▶ **EXTRACT**:
[start]
Greetings good folk, it’s Addi here. Today I thought I’d talk a little bit about the UK and its people. But… it’s all pretty simple over here, isn’t it? We’re the tea-drinking, pasty-faced, over-pronouncing people who drive on the wrong side of the road, from that little country up north that thinks it’s ‘oh so great’, right? Okay, well some of us are a little tea-crazy, but there’s a lot some of you don’t know about the UK. I won’t turn this into a ‘my nation is so brilliant’ speech, but really, it is. Just saying.
SLANG
Alrighty, here’s the fun part. I’d like to teach you some British slang that I or my friends use. Some you might’ve heard of, others maybe not. And for those of you who are British, you might not say these, but I can guarantee that some of us do. Well, here goes it…
Ace- awesome
Do- a party
Bloody/ bleeding/ blooming/ blasted- these are put in front of other words to provide emphasis, e.g. bloody hell, the bleeding computer, the international equivalent would probably be ‘damn’
Git- Idiot
Bob’s your uncle- it’s sorted/it’s done/ there you go
Hunky-dory- very good/ going well/ going according to plan
Jammy- lucky, eg. you jammy little git
Mate- friend (also can be used when addressing someone directly, e.g. all right, mate? International equivalent: dude)
[end]
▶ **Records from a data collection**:
[start]
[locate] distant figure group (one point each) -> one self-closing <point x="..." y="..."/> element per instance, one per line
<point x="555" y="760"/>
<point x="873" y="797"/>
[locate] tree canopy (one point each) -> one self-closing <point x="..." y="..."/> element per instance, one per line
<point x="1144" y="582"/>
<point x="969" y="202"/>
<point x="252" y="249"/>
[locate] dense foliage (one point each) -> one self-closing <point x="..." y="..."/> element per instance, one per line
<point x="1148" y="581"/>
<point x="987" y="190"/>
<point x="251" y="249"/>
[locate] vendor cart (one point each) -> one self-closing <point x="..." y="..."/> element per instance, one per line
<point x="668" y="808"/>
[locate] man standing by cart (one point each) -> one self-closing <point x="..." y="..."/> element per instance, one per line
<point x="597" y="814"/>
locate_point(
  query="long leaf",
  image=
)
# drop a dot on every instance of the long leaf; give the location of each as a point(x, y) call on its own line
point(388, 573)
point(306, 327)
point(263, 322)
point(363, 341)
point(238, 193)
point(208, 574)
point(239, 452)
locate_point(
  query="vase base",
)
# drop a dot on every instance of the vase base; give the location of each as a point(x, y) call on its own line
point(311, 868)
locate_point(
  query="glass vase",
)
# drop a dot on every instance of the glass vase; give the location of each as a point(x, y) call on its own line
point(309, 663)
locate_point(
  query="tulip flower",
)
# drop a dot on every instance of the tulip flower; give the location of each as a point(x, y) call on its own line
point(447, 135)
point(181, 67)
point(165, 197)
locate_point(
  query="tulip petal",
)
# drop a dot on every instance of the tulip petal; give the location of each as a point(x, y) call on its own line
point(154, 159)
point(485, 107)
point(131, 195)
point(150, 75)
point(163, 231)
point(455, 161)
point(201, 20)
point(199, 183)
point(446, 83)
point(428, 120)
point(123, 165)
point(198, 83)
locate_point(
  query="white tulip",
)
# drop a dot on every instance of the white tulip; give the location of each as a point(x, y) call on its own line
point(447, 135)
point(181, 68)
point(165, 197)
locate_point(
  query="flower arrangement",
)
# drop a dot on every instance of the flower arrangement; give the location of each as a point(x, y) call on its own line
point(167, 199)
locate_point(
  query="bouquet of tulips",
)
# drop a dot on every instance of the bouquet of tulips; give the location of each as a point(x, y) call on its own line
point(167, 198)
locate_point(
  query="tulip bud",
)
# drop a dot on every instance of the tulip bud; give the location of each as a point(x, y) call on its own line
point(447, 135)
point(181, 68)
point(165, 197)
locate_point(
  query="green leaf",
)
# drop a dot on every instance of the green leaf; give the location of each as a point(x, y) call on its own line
[end]
▶ **CHALLENGE 1**: Write out again the passage of the post on British slang starting with "Greetings good folk, it’s" and going on through "is. Just saying.".
▶ **CHALLENGE 2**: Carry on the post about the UK and British slang from the point where it stops.
None of the lines are needed for anything here.

▶ **FINAL ANSWER 1**:
Greetings good folk, it’s Addi here. Today I thought I’d talk a little bit about the UK and its people. But… it’s all pretty simple over here, isn’t it? We’re the tea-drinking, pasty-faced, over-pronouncing people who drive on the wrong side of the road, from that little country up north that thinks it’s ‘oh so great’, right? Okay, well some of us are a little tea-crazy, but there’s a lot some of you don’t know about the UK. I won’t turn this into a ‘my nation is so brilliant’ speech, but really, it is. Just saying.

▶ **FINAL ANSWER 2**:
Piece of cake- easy
Pinch- steal
Faff around- dither/ procrastinate
Chuffed- pleased/ proud
Gutted- very upset
Shirty- cross
Rubbish- trash
Knackered- exhausted
Put a sock in it- shut up
Row- argument
Prat- fool/ jerk
Daft/dim- stupid
There are LOADS of others but I think I’ll cap it at that for today. If any of you have any questions, or anything to add to my list, please leave a comment. I leave you with a fun fact: Buckingham Palace was built on the site of a notorious brothel.
Arrivederci!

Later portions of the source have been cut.